**PROMPT:**
Starting with the first line of the items and going on through the line that contains "[[[248,211],[248,197],[227,193],[212,193],[212,207],[233,211]]]", write out every line again, requests included. Scale each polygon coordinate in the answers by 0.3 and round it to a whole number, rounding halves up.

^^^^

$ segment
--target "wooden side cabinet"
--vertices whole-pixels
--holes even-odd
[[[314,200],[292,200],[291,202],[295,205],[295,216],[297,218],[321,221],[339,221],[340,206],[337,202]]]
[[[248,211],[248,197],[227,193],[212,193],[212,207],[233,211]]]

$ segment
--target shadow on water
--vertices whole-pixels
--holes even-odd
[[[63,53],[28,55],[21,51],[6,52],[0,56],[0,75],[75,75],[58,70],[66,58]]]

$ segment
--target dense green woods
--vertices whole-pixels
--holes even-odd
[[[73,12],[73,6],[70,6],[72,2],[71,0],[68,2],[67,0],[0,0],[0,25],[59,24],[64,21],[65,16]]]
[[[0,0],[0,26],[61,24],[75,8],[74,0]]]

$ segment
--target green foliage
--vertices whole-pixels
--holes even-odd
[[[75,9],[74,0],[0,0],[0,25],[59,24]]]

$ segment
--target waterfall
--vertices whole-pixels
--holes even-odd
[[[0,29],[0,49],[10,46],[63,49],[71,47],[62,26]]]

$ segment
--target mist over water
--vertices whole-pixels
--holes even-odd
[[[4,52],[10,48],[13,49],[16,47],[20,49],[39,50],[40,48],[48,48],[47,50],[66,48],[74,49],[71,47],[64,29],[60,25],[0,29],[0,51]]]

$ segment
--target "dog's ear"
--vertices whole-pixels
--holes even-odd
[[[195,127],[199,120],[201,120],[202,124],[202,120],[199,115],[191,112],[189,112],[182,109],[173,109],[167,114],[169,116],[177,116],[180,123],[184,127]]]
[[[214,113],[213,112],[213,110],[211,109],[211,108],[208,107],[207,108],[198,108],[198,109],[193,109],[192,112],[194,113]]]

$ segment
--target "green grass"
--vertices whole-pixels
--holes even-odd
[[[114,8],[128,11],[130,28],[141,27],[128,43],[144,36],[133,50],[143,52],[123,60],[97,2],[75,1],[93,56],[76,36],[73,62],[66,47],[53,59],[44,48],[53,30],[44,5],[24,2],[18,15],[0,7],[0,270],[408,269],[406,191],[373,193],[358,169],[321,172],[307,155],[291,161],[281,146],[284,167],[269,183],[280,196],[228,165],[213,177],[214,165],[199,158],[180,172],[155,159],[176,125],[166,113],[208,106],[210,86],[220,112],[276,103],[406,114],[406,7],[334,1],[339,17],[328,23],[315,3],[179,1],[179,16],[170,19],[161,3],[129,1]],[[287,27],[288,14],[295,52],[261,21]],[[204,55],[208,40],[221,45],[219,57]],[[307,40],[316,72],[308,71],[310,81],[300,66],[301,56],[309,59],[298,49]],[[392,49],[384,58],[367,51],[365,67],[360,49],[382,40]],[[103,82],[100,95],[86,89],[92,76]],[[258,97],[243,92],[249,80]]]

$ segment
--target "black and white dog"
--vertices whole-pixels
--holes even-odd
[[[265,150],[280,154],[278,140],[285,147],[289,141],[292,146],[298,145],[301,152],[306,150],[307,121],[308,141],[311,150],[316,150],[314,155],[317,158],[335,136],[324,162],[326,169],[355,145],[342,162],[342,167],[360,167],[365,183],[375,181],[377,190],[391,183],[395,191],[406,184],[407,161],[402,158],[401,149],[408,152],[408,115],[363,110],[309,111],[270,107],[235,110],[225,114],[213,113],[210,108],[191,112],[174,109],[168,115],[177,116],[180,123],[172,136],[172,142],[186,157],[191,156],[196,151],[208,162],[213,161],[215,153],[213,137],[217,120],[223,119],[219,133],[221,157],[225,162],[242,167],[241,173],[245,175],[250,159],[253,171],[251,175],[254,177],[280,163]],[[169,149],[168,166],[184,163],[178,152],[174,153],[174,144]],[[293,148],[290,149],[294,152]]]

^^^^

**PROBLEM SOLUTION:**
$ segment
--target "wooden side cabinet"
--vertices whole-pixels
--holes even-odd
[[[94,60],[88,60],[87,61],[89,62],[89,65],[89,65],[96,66],[102,66],[102,62],[101,61]]]
[[[74,63],[74,59],[68,58],[64,58],[64,62],[70,63]]]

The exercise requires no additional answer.